- _STATED TASK_:
Can you turn the stretch from the line containing "[point] green trash" through the end of the records into a Markdown table with the columns Row and Line, numbering each line and leaving out blank lines?

- _EXTRACTED DATA_:
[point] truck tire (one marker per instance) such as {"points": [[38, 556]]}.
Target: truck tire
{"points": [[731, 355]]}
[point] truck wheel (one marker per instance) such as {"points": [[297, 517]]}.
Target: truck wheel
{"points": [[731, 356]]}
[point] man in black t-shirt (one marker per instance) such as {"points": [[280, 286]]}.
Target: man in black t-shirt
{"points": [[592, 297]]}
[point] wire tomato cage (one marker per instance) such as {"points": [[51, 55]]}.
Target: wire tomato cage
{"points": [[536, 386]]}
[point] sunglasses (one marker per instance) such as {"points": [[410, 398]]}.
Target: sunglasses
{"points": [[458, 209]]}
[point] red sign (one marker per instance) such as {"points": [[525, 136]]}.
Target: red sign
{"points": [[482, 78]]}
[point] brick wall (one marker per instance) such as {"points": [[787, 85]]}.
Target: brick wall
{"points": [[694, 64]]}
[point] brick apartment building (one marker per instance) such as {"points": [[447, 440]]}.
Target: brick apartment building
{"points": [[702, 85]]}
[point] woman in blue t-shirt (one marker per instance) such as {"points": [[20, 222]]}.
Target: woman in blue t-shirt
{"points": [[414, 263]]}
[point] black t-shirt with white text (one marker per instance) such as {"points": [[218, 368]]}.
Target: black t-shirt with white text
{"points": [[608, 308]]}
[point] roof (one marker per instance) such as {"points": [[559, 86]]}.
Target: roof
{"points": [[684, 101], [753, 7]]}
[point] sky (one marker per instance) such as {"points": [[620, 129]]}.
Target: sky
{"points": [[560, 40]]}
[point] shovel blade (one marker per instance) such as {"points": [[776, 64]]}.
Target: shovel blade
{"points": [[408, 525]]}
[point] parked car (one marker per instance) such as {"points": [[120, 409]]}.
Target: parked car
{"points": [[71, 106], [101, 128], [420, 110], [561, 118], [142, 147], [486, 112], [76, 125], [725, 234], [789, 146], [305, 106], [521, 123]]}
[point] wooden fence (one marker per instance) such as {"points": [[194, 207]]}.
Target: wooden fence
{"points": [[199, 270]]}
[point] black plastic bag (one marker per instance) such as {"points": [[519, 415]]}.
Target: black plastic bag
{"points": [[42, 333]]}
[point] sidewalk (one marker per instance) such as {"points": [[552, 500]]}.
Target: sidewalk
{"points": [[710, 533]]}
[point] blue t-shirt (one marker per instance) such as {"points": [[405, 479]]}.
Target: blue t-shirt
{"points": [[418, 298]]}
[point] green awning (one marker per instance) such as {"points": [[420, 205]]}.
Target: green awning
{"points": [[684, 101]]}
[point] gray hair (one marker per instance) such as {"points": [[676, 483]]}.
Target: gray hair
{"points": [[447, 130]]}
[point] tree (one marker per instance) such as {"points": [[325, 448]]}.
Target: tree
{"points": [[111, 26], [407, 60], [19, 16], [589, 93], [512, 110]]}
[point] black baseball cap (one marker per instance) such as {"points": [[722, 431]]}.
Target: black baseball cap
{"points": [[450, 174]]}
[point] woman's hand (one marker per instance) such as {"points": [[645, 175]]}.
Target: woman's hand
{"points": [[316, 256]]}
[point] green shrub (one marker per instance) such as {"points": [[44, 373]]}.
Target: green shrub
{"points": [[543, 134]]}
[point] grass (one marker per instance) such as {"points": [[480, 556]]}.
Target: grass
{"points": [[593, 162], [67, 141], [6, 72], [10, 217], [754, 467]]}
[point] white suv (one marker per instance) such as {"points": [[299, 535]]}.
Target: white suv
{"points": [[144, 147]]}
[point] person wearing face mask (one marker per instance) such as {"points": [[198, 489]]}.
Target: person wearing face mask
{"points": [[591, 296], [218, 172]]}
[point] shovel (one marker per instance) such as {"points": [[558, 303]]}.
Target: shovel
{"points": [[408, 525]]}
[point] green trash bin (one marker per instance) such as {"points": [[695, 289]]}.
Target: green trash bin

- _CORRECT RESPONSE_:
| Row | Line |
|---|---|
| 1 | [point] green trash bin (one marker per instance) such as {"points": [[695, 289]]}. |
| 2 | Target: green trash bin |